- Description of the task -
Pictures aside, write out every record exactly as it appears.

----- Task input

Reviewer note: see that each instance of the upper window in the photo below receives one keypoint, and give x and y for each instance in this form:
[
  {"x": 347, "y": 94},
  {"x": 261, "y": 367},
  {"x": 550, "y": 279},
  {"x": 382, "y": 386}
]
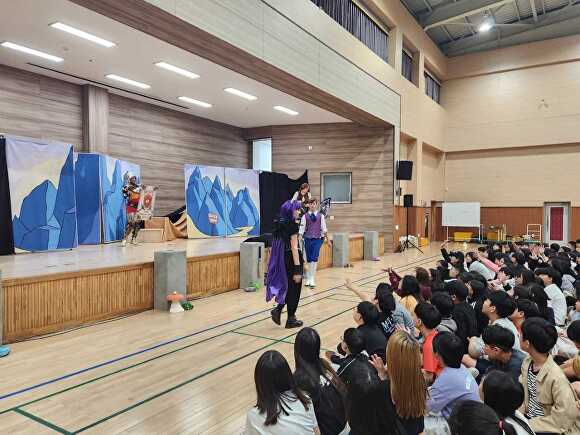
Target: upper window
[
  {"x": 357, "y": 22},
  {"x": 432, "y": 88},
  {"x": 407, "y": 66}
]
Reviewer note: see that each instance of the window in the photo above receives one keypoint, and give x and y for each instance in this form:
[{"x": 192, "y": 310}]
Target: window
[
  {"x": 432, "y": 88},
  {"x": 262, "y": 154},
  {"x": 337, "y": 186},
  {"x": 358, "y": 23},
  {"x": 407, "y": 66}
]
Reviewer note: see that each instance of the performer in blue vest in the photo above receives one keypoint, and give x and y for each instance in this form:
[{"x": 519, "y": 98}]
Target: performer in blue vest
[{"x": 313, "y": 231}]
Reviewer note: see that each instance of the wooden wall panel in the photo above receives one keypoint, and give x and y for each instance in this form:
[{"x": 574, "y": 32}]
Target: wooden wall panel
[
  {"x": 515, "y": 218},
  {"x": 45, "y": 304},
  {"x": 40, "y": 107},
  {"x": 574, "y": 223},
  {"x": 162, "y": 141},
  {"x": 366, "y": 152},
  {"x": 213, "y": 274},
  {"x": 95, "y": 119}
]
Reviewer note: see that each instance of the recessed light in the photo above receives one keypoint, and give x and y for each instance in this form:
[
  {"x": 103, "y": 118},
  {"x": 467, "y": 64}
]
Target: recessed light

----------

- Output of the exercise -
Reviewer note: see that each instance of the upper window in the photo below receives one keypoint, and give x and y for each instance in this form:
[
  {"x": 347, "y": 94},
  {"x": 261, "y": 367},
  {"x": 550, "y": 279},
  {"x": 382, "y": 386}
]
Target: upper window
[
  {"x": 357, "y": 22},
  {"x": 432, "y": 88},
  {"x": 407, "y": 66}
]
Reviewer note: see that each instance of the window in the photo above receives one keypoint, and give x and y for each instance in this form:
[{"x": 192, "y": 310}]
Target: window
[
  {"x": 432, "y": 88},
  {"x": 262, "y": 154},
  {"x": 337, "y": 186},
  {"x": 358, "y": 23},
  {"x": 407, "y": 66}
]
Reviewer note: see that each instance of the performer in blue vest in the photo above receives one keypoint, and give x and y for each instance in this form:
[{"x": 519, "y": 98}]
Target: performer in blue vest
[{"x": 313, "y": 231}]
Reviewer note: see that each instance of the wooden wall panel in the photo above receives one keypoint, and give x and y for each instance in this form:
[{"x": 574, "y": 32}]
Target: wooden wall panel
[
  {"x": 515, "y": 218},
  {"x": 45, "y": 304},
  {"x": 40, "y": 107},
  {"x": 574, "y": 223},
  {"x": 162, "y": 141},
  {"x": 366, "y": 152},
  {"x": 213, "y": 274},
  {"x": 95, "y": 119}
]
Reviewer note: see that each instance of the recessed light in the photo above receives one keypoint, and give x and y for each instance in this form:
[
  {"x": 103, "y": 118},
  {"x": 467, "y": 64}
]
Target: recessed light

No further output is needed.